The records that follow are to be repeated exactly, with the pictures removed.
______
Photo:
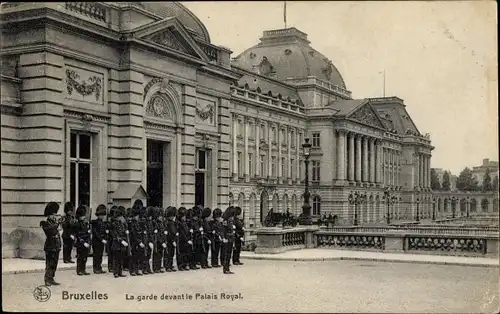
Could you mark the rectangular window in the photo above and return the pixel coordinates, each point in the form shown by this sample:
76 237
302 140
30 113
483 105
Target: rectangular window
80 168
315 170
315 142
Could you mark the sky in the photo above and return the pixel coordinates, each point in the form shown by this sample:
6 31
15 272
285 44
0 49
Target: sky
439 57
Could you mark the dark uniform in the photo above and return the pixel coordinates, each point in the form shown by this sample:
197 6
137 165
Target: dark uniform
184 243
83 240
195 229
119 245
52 245
68 235
216 227
239 236
206 235
100 233
171 240
228 238
109 218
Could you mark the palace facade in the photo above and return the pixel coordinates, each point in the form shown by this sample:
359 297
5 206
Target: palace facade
112 102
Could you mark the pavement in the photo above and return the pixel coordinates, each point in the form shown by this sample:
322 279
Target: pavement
20 265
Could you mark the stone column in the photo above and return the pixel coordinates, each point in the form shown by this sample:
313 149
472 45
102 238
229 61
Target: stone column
372 160
235 147
246 124
358 158
365 159
257 148
340 156
351 156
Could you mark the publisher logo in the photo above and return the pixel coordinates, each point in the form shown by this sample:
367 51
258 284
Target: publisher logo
42 293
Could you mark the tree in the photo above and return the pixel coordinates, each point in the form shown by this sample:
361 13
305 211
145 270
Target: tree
466 181
446 185
435 185
486 186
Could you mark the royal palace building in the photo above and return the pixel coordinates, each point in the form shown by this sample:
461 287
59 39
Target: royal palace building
112 102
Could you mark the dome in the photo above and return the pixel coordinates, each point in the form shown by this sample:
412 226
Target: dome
175 9
286 53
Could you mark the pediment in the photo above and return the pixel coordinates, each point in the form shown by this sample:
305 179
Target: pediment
367 115
171 34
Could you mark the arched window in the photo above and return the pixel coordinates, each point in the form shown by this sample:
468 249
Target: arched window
316 206
484 204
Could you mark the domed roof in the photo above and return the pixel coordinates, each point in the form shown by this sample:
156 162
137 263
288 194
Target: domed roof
175 9
286 53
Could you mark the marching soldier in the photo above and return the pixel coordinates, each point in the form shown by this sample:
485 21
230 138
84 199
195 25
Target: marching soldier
227 239
120 243
83 240
160 237
172 240
206 236
195 229
109 219
68 235
185 243
52 245
100 234
239 236
216 227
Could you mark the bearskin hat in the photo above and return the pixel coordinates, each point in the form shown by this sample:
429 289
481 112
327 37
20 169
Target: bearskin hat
237 211
206 212
100 210
81 211
217 213
51 209
69 207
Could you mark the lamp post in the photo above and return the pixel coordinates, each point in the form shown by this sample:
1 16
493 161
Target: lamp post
356 199
433 208
390 200
306 208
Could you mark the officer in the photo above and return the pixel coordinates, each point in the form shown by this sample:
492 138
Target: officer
172 240
185 243
52 245
239 236
68 235
83 240
137 243
195 230
100 234
206 236
119 234
227 239
159 239
109 218
215 248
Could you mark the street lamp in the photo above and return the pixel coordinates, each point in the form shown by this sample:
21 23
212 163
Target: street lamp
356 199
390 200
306 208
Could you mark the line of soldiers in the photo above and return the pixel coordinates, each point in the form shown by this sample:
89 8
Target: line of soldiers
136 236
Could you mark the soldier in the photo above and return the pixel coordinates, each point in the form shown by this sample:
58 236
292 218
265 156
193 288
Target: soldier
120 243
160 237
137 243
227 239
83 240
207 236
185 243
52 245
239 236
109 218
68 235
100 233
216 227
195 229
172 240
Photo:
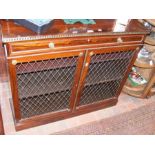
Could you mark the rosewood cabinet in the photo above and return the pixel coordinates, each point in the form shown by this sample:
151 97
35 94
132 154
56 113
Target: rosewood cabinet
58 76
1 124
______
Solution to the problem:
Photo:
Could you mark the rectangular window in the photo above and return the pixel coordinates, each point in the form shown by this sample:
76 237
302 140
30 113
483 105
Target: rectangular window
80 168
315 170
315 142
Could you mark the sky in the photo above and return the pixel coordinates, each point in the form shown by this sample:
6 31
15 272
285 44
0 49
Target: sky
439 57
Could you mark the dark uniform in the photo above and return the pixel coordinates, each point in the form shown by this sample:
197 6
137 165
Target: dark uniform
184 243
83 240
195 229
119 245
52 245
68 235
216 227
239 236
206 235
100 233
171 240
228 238
109 218
Could you mark the palace facade in the photo above and return the pixel coordinates, each point in the form shown by this sample:
359 297
5 206
Target: palace facade
112 102
Could you mark the pavement in the photo above and return the pixel coordinates, each point in the form shown by this sample:
322 279
Target: pavement
20 265
Could you mark the stone column in the photo above and return the pixel coordinates, each point in the form shown by this sample:
313 149
472 45
102 238
229 61
Target: stone column
372 160
235 147
246 124
358 158
365 159
257 148
340 156
351 156
Could you mark the publisher logo in the photo above and return the pixel coordinates, each point in the form shown by this sample:
367 51
258 284
Target: publisher logo
42 293
Could you mark the tree in the photo above and return the pixel coordinates, each point in the form shown by this sample:
361 13
305 211
145 270
Target: tree
466 181
446 185
435 185
486 186
Could you mark the royal palace building in the photo above and return the pixel coordinates, each point in the form shown by this sample:
461 287
59 39
Target: royal palace building
112 102
Could you mark the dome in the photo above and return the pixel coordinates, each point in the form shown by this sample:
412 226
Target: dome
175 9
286 53
Could you mark the pediment in the photo above and return the pixel coordinates, each point in the form shown by this sample:
305 179
Target: pediment
367 115
171 34
Could you mark the arched window in the photo above and return the pixel coordinates, each point in the form shown by this sample:
468 249
Target: arched window
316 206
484 204
Could you mark the domed roof in the photo above and return the pixel coordinates, each point in the form shown by this sample:
156 162
137 263
288 194
Target: domed roof
175 9
286 53
Could you mark the marching soldier in the photo above and return the pixel coordinates, each point in the form shown by this sample:
485 21
230 138
84 199
195 25
Target: marching soldier
227 239
120 243
83 240
160 237
172 240
206 236
195 229
109 219
68 235
185 243
52 245
100 234
239 236
216 227
Could you mark the bearskin hat in the photo above and return the pixel coordinates, each point in the form shown by this sample:
429 289
481 112
327 37
20 169
Target: bearskin hat
237 211
206 212
100 210
81 211
217 213
51 209
69 207
Could you mark the lamp post in the photo above and return the pixel coordinates, each point in the form shown by this sample:
1 16
493 161
Target: lamp post
356 199
433 208
390 200
306 208
Could you mark the officer in the photo above and return the pixel coordinates, each point in the form shown by this sample:
492 138
Target: officer
172 240
185 243
52 245
239 236
68 235
83 240
137 243
195 230
100 234
206 236
119 234
227 239
159 239
109 218
215 248
Could you mark the street lamp in the photo above and return the pixel coordinates, each point in the form shown by this sample:
21 23
212 163
Target: street lamp
356 199
390 200
306 208
Could you mark the line of soldiers in the photo above and return the pixel coordinates, each point in the form shown by this sample:
89 8
Target: line of soldiers
136 236
Could you mark the soldier in the photo above and return the pixel coordinates, each point in the form shown by this sample:
58 236
292 218
265 156
193 288
Target: soldier
120 243
160 237
137 243
227 239
83 240
207 236
185 243
52 245
239 236
109 218
68 235
100 233
216 227
195 229
172 240
Photo:
Could you mark the rosewood cabinet in the photo above and return the pixel coordinates, each point in the form shown by this sample:
151 97
35 94
132 154
56 113
Target: rosewood cabinet
58 76
1 124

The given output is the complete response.